What the task asks.
Starting with the line that contains "# indicate one point per instance of the glossy" and stopping after the line that contains "# indicate one point per instance of the raised", return each line below exactly as written, with no others.

= = = = = = =

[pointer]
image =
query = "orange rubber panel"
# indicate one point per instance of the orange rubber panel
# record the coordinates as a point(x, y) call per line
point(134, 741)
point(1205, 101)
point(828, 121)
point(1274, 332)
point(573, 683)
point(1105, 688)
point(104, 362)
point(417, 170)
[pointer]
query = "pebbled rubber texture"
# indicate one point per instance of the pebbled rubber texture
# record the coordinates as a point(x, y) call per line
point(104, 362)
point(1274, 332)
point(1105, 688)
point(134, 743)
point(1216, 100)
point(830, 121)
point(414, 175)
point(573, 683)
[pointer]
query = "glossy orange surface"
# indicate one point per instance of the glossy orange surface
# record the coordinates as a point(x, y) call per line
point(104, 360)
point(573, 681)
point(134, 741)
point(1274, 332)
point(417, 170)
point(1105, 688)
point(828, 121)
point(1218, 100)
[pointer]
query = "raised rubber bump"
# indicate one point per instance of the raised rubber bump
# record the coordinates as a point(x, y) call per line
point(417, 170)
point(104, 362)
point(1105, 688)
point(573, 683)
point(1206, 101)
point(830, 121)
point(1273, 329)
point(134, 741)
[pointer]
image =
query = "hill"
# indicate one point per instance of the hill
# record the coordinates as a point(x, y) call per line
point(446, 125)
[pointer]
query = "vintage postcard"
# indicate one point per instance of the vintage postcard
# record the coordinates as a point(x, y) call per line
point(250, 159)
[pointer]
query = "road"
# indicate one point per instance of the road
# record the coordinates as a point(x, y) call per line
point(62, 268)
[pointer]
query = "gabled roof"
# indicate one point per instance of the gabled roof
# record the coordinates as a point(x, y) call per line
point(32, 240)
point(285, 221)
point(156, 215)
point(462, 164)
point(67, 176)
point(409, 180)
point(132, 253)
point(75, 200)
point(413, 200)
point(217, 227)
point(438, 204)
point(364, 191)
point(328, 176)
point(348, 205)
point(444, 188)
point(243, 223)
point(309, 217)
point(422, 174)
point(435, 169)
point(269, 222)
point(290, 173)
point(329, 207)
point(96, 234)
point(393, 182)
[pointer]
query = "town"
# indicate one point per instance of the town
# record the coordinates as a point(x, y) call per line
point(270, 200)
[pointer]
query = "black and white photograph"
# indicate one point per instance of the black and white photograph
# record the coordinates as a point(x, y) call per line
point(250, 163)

= = = = = = =

Output for this task.
# indicate one point per instance of the glossy orange surface
# record the coordinates as a point(x, y) call per line
point(104, 360)
point(573, 681)
point(134, 741)
point(1274, 332)
point(417, 170)
point(1105, 688)
point(828, 121)
point(1218, 100)
[pointer]
query = "raised rubber bump"
# indicate one point per instance of the raised rubber bump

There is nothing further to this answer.